Soal dan Tugas -
[a] Dalam tulisan tentang Valentine's Day dan Islam, apa yang dilarang beredar oleh polisi syariah Arab Saudi pada Valentine's Day?
[b] Salin tanpa perubahan seluruh bagian tulisan tentang Valentine's Day dan Islam, mulai dari "Valentine’s Day dan" terus ke bawah sampai "melarang perayaan Valentine’s Day.".

Wednesday, February 13, 2008

Valentine’s Day dan Islam


Oleh: Buya Abdul Aziz Aru Bone

Diterbitkan oleh www.myrmnews.com, edisi 14 Februari 2008

Perayaan Valentine’s Day yang jatuh pada setiap 14 Februari menjadi tradisi banyak orang di berbagai belahan dunia untuk merayakan perwujudan cinta erotis (meminjam istilah Eric Fromm dalam the Art of Loving) bersama orang-orang yang dicintai. Tradisi ini pun jamak ditemukan di berbagai wilayah Indonesia

Sebagai momentum merayakan cinta erotis, maka Valentine’s Day bukan hanya dirayakan oleh sepasang muda-mudi yang sedang jatuh cinta. Namun juga perayaan cinta kasih terhadap sesama, pasangan suami istri, orangtua anak, kakak terhadap adik dan seterusnya.

Meski Valentine’s Day telah menjadi tradisi mendunia, tetapi beberapa kelompok keislaman di sejumlah negara berpenduduk mayoritas muslim melarang perayaan Valentine’s Day.

Reuters memberitakan, polisi syariah Arab Saudi melarang peredaran mawar merah di Valentine’s Day (Kompas.com, Selasa, 12 Februari 2008). Bahkan siang ini (Rabu, 13 Februari 2008, sekitar pukul 11.00 WIB), program infotainment SILET di stasiun televisi RCTI juga menayangkan pernyataan Ketua MUI Umar Shihab yang mengharamkan perayaan Valentine’s Day.

Baris dari sebuah kumpulan data

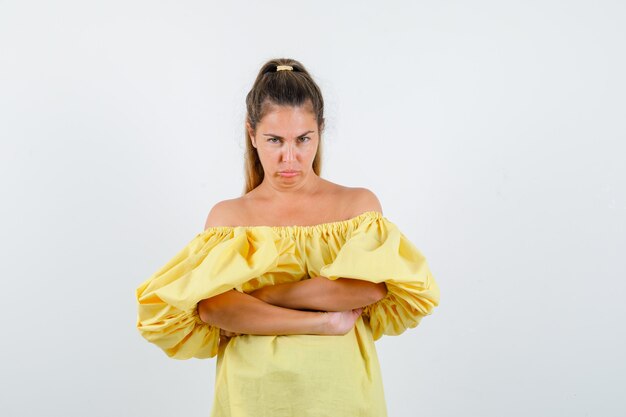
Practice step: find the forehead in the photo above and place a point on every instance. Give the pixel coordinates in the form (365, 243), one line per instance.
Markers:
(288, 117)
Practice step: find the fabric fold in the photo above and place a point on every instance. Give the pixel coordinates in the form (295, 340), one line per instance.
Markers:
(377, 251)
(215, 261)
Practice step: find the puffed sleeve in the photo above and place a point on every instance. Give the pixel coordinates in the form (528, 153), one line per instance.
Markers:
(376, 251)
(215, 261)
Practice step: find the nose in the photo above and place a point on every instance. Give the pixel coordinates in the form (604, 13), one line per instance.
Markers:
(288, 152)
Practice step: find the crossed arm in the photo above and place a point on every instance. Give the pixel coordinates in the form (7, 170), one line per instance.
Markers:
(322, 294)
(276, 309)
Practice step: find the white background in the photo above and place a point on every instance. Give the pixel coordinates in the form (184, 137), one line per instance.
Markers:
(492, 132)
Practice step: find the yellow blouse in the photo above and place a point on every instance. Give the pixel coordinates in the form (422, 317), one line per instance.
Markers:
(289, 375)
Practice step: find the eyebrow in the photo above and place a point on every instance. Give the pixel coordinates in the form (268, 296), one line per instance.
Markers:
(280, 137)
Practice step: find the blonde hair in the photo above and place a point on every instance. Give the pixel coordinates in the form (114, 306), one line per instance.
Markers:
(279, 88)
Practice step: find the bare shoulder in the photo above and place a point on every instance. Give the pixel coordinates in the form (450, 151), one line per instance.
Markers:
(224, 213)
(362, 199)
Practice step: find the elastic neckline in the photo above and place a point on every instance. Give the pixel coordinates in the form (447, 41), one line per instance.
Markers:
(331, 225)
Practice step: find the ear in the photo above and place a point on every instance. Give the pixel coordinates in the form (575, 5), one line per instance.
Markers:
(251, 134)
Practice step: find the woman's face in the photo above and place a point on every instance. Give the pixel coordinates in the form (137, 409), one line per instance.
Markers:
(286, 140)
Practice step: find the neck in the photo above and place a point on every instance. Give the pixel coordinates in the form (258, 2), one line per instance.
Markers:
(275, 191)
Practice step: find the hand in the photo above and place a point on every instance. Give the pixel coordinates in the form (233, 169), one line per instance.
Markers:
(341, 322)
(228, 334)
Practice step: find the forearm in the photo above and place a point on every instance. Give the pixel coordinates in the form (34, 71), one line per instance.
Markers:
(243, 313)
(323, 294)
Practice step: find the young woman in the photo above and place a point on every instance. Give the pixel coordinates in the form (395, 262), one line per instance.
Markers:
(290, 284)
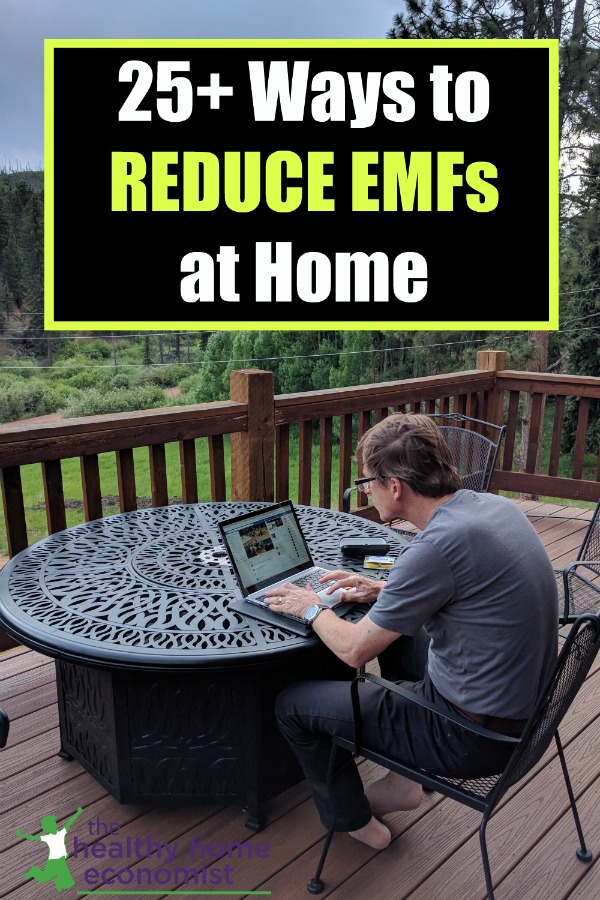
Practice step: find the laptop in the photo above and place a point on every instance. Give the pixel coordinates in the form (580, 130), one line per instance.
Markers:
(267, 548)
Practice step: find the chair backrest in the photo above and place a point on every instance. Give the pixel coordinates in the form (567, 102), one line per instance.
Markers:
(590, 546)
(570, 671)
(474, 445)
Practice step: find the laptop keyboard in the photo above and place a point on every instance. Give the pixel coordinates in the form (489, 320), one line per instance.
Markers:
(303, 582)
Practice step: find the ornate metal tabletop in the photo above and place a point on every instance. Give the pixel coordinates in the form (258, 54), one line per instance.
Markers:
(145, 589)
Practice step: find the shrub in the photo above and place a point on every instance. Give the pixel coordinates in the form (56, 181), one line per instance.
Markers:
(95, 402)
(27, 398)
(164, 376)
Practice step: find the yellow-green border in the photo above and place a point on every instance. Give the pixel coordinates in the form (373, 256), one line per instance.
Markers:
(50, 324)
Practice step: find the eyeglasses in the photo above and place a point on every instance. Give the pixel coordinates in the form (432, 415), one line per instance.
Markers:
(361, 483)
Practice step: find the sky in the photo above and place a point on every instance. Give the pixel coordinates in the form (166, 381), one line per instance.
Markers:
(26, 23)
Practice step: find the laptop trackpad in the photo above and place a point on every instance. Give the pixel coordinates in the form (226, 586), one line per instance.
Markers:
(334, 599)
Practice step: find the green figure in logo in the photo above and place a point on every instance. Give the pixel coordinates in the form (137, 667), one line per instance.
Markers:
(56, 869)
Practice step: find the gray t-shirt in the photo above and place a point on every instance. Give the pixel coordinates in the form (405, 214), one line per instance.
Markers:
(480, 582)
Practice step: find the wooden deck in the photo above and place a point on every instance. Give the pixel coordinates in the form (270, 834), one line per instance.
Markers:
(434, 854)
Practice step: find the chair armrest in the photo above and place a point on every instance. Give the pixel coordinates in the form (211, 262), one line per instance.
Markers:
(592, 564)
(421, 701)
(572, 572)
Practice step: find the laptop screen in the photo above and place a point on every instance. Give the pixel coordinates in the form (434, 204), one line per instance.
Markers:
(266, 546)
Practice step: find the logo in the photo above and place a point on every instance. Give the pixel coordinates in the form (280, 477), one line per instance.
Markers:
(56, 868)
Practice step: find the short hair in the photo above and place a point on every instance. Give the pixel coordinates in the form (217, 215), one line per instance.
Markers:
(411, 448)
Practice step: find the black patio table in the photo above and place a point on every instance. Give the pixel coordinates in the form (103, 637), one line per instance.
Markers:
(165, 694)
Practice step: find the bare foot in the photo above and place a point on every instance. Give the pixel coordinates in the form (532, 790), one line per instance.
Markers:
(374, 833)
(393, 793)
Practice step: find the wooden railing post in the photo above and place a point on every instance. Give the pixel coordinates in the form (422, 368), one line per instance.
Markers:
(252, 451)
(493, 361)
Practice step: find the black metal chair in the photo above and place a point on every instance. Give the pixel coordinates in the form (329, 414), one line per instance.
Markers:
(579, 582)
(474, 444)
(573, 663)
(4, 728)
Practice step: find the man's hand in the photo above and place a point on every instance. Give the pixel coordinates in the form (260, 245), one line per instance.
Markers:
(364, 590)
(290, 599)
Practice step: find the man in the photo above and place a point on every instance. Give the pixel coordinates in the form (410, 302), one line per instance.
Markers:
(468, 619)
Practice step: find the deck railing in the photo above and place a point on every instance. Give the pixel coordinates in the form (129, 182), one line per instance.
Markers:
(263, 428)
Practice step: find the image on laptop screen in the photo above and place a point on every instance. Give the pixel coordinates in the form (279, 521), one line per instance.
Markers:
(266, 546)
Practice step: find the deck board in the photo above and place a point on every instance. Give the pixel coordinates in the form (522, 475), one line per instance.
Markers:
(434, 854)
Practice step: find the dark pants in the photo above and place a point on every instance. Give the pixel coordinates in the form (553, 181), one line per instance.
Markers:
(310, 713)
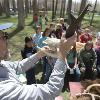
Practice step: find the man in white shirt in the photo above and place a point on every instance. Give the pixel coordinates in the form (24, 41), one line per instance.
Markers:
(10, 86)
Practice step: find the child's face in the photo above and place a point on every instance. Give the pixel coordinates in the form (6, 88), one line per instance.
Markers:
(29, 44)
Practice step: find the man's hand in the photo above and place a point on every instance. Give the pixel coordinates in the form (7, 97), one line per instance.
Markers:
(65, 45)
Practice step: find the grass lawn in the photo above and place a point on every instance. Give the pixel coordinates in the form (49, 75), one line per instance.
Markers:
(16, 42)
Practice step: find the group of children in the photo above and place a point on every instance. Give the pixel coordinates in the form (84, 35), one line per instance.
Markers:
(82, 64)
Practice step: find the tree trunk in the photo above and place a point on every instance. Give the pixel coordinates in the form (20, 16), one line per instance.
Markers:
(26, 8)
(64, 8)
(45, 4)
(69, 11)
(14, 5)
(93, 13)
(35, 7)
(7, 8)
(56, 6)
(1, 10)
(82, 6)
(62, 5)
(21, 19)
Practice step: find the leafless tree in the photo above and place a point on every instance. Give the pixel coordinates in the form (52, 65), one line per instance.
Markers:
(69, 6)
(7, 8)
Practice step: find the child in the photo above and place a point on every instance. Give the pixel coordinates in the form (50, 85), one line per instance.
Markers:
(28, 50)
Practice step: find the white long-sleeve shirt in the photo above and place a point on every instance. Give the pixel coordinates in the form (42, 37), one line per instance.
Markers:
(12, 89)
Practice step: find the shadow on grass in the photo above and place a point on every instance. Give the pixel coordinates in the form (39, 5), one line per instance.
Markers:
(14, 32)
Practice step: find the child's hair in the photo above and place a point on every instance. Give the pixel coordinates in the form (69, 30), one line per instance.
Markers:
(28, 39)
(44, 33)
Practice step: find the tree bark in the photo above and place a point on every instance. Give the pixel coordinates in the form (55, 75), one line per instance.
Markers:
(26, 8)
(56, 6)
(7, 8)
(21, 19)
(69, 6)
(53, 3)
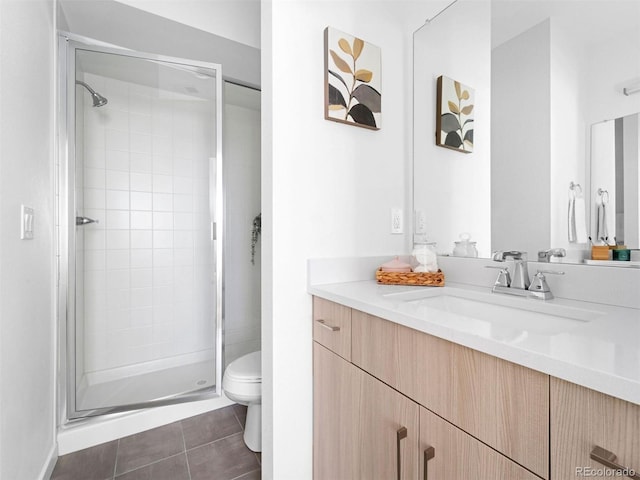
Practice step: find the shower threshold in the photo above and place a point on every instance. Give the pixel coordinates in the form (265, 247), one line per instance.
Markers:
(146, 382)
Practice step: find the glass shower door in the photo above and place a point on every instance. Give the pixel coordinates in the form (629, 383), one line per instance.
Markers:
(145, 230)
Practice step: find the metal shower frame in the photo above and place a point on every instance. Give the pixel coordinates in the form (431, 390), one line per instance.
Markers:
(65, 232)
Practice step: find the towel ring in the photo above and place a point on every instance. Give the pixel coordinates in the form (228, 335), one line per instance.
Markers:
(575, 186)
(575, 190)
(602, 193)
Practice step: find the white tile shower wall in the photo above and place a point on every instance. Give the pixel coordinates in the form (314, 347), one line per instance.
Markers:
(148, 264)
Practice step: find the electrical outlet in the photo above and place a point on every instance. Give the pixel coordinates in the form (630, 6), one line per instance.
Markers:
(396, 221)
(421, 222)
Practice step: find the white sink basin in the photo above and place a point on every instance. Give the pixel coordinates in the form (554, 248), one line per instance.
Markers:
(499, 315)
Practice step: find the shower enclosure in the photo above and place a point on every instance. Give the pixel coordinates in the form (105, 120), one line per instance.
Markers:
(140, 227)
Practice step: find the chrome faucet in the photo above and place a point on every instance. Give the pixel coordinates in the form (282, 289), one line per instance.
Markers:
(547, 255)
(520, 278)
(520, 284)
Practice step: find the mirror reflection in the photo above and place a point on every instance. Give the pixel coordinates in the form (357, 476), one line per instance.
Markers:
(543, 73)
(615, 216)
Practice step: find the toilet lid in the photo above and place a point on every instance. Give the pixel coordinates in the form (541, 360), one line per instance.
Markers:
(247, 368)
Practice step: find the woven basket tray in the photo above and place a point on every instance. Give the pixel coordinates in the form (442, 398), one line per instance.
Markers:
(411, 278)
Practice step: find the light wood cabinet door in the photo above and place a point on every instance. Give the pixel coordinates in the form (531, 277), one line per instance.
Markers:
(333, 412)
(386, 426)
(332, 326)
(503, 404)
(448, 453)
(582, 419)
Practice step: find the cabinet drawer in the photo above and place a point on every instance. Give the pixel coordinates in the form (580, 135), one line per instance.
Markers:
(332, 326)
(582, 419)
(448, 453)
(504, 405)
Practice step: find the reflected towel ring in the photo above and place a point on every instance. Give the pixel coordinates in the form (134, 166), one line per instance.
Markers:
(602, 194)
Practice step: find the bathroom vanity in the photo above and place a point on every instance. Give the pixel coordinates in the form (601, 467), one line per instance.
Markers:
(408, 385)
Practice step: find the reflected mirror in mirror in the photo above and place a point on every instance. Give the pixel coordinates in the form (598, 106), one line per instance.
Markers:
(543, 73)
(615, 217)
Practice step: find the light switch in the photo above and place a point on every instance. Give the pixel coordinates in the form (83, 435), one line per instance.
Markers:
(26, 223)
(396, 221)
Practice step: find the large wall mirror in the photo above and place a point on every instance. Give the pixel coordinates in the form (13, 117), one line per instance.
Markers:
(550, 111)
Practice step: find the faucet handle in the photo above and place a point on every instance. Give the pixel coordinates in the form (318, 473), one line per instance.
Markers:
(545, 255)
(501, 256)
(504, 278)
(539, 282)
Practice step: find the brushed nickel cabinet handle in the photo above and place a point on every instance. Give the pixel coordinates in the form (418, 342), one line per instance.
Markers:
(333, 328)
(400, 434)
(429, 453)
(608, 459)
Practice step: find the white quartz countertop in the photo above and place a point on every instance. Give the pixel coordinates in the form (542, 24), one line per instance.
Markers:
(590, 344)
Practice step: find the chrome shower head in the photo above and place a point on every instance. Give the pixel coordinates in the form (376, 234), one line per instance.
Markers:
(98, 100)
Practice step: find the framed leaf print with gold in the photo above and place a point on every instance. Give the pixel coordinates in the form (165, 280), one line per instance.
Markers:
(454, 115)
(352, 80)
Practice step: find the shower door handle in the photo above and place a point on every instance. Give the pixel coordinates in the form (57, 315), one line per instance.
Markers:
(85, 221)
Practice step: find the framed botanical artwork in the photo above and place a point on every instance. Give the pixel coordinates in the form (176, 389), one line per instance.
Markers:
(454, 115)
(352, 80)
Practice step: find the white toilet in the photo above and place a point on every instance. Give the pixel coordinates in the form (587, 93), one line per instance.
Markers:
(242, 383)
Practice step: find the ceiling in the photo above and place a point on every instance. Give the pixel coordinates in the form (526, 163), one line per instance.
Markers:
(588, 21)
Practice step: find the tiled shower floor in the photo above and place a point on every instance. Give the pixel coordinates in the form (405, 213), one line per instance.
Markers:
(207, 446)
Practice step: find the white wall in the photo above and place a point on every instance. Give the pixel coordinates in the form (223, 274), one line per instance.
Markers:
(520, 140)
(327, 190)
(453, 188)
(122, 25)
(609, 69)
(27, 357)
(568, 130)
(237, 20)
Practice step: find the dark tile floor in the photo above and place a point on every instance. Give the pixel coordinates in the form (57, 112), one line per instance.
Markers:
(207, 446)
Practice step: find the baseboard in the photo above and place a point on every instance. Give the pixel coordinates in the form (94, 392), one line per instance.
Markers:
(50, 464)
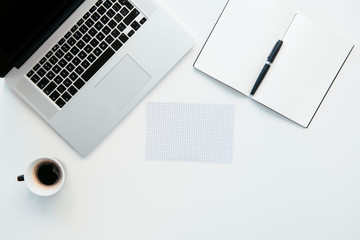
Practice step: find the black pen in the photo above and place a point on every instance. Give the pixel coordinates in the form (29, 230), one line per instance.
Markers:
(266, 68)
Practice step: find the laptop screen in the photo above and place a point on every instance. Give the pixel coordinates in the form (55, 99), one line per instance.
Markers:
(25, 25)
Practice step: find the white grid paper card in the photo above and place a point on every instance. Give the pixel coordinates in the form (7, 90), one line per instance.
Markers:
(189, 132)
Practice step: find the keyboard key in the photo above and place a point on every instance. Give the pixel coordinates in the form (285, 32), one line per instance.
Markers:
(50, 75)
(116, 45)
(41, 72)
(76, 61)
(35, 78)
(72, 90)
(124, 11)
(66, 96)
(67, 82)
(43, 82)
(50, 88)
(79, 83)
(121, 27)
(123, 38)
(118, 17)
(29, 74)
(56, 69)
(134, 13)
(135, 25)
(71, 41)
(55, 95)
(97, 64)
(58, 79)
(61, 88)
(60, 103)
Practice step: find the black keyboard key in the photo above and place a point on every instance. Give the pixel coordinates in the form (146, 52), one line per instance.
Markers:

Jawaban Tiap Tugas -
[a] Mawar merah.

[b]
Valentine’s Day dan Islam


Oleh: Buya Abdul Aziz Aru Bone

Diterbitkan oleh www.myrmnews.com, edisi 14 Februari 2008

Perayaan Valentine’s Day yang jatuh pada setiap 14 Februari menjadi tradisi banyak orang di berbagai belahan dunia untuk merayakan perwujudan cinta erotis (meminjam istilah Eric Fromm dalam the Art of Loving) bersama orang-orang yang dicintai. Tradisi ini pun jamak ditemukan di berbagai wilayah Indonesia

Sebagai momentum merayakan cinta erotis, maka Valentine’s Day bukan hanya dirayakan oleh sepasang muda-mudi yang sedang jatuh cinta. Namun juga perayaan cinta kasih terhadap sesama, pasangan suami istri, orangtua anak, kakak terhadap adik dan seterusnya.

Meski Valentine’s Day telah menjadi tradisi mendunia, tetapi beberapa kelompok keislaman di sejumlah negara berpenduduk mayoritas muslim melarang perayaan Valentine’s Day.